··· TEXTE À ANALYSER ···

« La Bolsa de Bielsa . El puerto de hielo »

Un livre-DVD au service de la Mémoire de l’exil : « La Bolsa de Bielsa. El puerto de hielo », de Maite Cortina, Mirella R. Abrisqueta et José Ángel Delgado, produit par Aragón Televisión, Diputación de Huesca, Ayuntamiento de Bielsa , Gobierno de Aragón, février 2008.

En février 2008, le Gouvernement d’Aragon ( soutenu par le programme « Amarga Memoria »),  la Corporation Aragonaise de Radio et de Télévision, la Région du Sobrarbe, la Députation de Huesca, la Municipalité et le Musée de Bielsa ont  contribué à la Commémoration du 70 ième anniversaire de la « Bolsa de Bielsa » par l’édition d’un livre-DVD pour que perdure le souvenir de ceux qui ont tout perdu pour défendre la liberté. Il  comporte un DVD documentaire : « La Bolsa de Bielsa. El puerto de hielo » (sous-titré en français) et un livre avec 3 articles (en espagnol non-traduit) ainsi que de nombreuses  photographies d’archives.

L’épisode de la «  Bolsa de Bielsa » a profondément marqué l’histoire de cette vallée pyrénéenne située sur les flancs du Monte Perdido, el Alto Cinca. Là, isolée et abandonnée à son sort,  se trouve la 43e Division, le dernier bastion de l’armée républicaine en Aragon, sous le commandement d’ Antonio Beltrán, « El Esquinazau » (le rusé). Derniers défenseurs de la République en Aragon, les miliciens résistent jusqu’au 16 juin 1938, quand l’effondrement du front  par la Vallée de Benasque les oblige à se retirer par la frontière française. Pendant près de 3 mois, ils ont opposé une résistance héroïque et ont supporté les assauts d’un ennemi très supérieur en nombre et qui dispose de beaucoup plus de moyens et de matériel militaire. Comme ces avions nationalistes, appuyés par les avions allemands et italiens, qui se chargent de bombarder, d’incendier et de détruire le village de Bielsa,  les 14 et 15 avril 1938. C’est une attaque préméditée, fulgurante, qui dévaste tout et laisse un champ de ruines et de désolation, pendant des années…La plupart  des miliciens vont continuer la lutte et réincorporer l’Armée républicaine pour renforcer les positions catalanes.

Mais pour la population civile, pas d’autre choix que l’exil. À partir de début avril  1938 est organisé l’exode des civils vers la France. Plus de 6 000 personnes fuient les combats et les bombardements, laissant tout derrière elles, encombrées de baluchons et de valises, aidées de militaires et de volontaires locaux pour prendre en charge les enfants, les vieillards, les malades et les blessés. Ils franchissent ainsi le Port Vieux (2 378 m) et d’autres ports (cols) frontaliers, comme le Port de Barroude (2 534 m) et le Port de Bielsa (2 428 m), pour se réfugier en France dans la vallée de la Géla et la Vallée d’Aure. Ce sont différentes vagues de gens qui traversent les ports gelés et enneigés, sans équipement ni nourriture suffisante ni vêtements adaptés à des conditions météorologiques extrêmement dures. La dernière vague de civils, la plus nombreuse, franchit le Port Vieux le 14 mai 1938.

··· LIGNES DU JEU ···

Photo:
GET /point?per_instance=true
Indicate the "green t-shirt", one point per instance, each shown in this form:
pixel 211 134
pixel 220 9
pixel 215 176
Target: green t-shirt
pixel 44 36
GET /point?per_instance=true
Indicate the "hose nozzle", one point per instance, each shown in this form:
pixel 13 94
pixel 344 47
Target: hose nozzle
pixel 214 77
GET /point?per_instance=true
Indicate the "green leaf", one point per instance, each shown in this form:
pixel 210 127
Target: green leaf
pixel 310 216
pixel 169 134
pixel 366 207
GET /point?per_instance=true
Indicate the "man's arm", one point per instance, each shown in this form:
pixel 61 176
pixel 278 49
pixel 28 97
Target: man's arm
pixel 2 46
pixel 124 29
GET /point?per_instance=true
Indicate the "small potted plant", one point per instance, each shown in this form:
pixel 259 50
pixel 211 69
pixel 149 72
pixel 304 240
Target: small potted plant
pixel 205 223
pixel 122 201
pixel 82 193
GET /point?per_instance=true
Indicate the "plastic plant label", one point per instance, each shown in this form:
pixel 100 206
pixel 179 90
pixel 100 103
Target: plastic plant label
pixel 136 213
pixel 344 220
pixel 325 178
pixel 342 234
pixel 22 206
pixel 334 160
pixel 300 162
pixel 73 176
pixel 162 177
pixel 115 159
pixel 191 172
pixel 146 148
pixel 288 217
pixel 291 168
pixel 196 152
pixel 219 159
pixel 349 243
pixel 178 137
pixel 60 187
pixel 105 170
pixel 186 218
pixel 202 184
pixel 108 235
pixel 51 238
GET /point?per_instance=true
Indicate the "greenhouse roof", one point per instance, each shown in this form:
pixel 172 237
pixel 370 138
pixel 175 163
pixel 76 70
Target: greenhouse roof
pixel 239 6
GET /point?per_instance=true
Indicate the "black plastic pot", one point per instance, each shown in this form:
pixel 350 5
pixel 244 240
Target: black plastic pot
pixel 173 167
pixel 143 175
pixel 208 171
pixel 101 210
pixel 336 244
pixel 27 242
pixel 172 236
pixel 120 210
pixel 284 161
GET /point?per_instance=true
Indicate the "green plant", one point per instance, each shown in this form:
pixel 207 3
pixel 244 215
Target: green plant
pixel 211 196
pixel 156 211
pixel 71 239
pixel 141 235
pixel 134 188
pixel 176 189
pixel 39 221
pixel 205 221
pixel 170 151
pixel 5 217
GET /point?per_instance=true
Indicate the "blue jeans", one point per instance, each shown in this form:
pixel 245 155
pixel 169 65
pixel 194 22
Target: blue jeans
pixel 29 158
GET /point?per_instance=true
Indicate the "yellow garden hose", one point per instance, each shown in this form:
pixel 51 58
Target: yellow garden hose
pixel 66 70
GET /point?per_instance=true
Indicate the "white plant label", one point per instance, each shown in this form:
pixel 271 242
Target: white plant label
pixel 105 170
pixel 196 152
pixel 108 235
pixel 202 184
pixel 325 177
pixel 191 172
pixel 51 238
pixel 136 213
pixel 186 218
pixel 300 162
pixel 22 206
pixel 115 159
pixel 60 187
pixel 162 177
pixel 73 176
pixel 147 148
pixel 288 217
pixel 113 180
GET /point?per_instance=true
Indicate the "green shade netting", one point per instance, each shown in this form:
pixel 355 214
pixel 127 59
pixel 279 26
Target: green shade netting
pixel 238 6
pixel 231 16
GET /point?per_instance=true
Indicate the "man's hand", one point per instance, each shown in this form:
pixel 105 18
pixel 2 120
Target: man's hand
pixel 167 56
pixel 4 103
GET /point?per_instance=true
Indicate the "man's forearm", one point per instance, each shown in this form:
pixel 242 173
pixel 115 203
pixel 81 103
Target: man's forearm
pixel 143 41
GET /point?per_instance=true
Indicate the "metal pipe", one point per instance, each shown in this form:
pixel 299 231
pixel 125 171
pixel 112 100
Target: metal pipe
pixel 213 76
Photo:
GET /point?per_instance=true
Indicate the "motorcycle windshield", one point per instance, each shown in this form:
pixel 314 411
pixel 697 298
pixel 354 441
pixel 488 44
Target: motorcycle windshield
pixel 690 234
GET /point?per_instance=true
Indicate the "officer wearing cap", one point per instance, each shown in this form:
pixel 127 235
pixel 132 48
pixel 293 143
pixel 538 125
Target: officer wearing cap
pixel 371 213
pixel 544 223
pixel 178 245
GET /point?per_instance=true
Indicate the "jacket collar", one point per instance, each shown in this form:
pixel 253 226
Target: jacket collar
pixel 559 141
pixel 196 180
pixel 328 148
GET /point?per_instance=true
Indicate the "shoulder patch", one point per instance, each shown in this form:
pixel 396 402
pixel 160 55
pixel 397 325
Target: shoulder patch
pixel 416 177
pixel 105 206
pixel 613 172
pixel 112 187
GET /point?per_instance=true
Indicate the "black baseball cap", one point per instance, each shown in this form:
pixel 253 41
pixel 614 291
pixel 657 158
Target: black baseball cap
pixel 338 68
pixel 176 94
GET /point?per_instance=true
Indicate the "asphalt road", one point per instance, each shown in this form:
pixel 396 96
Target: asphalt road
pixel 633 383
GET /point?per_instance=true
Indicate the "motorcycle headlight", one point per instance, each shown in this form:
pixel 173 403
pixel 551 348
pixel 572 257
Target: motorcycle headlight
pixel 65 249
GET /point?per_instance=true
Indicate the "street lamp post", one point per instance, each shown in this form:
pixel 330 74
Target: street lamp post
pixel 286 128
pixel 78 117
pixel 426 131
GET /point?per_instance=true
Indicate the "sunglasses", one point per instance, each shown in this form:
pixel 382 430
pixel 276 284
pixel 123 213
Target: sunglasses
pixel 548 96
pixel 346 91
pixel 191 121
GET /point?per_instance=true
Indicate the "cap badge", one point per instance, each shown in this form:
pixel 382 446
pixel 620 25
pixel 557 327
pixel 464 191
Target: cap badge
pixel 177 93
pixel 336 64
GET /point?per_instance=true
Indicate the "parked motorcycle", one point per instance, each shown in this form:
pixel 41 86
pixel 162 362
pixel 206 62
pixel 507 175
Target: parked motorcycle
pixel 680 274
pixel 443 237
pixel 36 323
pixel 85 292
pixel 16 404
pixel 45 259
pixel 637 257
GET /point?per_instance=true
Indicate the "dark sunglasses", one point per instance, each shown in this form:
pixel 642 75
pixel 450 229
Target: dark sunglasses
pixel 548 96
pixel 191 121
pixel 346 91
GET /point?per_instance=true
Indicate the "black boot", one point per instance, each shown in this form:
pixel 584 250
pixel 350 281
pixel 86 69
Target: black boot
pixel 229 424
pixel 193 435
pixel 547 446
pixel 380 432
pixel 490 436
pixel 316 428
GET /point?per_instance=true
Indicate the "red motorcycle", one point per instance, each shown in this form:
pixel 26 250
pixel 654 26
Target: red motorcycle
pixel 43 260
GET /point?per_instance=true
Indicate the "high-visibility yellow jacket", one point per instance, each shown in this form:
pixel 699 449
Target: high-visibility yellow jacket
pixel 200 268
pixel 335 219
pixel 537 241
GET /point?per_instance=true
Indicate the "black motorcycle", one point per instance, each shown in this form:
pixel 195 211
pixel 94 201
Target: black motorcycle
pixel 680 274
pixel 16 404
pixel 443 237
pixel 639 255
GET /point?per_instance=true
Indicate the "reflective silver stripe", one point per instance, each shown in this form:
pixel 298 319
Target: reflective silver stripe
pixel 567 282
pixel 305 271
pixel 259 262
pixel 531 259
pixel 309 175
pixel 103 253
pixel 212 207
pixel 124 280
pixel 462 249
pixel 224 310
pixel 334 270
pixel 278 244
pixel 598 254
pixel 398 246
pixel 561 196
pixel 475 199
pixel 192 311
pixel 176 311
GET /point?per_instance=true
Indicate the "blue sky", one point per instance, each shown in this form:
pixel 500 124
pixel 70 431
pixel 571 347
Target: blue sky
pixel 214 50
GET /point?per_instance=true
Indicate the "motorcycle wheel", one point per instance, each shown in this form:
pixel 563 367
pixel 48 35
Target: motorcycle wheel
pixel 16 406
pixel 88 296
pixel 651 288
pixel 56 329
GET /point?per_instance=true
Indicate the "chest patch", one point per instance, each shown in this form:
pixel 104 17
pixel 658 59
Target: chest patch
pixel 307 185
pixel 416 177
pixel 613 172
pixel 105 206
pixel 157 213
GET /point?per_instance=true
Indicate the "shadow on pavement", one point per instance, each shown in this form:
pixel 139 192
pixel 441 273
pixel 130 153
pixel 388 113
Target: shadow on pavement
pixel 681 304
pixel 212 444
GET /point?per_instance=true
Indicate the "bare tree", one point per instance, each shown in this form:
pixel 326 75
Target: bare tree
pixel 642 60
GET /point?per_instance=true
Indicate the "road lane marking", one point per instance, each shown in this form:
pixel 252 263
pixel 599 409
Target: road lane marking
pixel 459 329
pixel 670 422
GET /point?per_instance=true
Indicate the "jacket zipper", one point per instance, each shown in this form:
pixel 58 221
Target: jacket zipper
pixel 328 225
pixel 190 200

···

### CONSIGNES
1) D'après le texte sur la Bolsa de Bielsa, jusqu'à quelle date les miliciens résistent-ils ?
2) Dans le texte sur la Bolsa de Bielsa, remplacez "livre-DVD" par "coffret livre-DVD" et recopiez le passage qui commence à "Un livre-DVD au" et se termine à "Aragón, février 2008.".

### RÉPONSES
1) Les miliciens résistent jusqu'au 16 juin 1938.

2)
Un coffret livre-DVD au service de la Mémoire de l’exil : « La Bolsa de Bielsa. El puerto de hielo », de Maite Cortina, Mirella R. Abrisqueta et José Ángel Delgado, produit par Aragón Televisión, Diputación de Huesca, Ayuntamiento de Bielsa , Gobierno de Aragón, février 2008.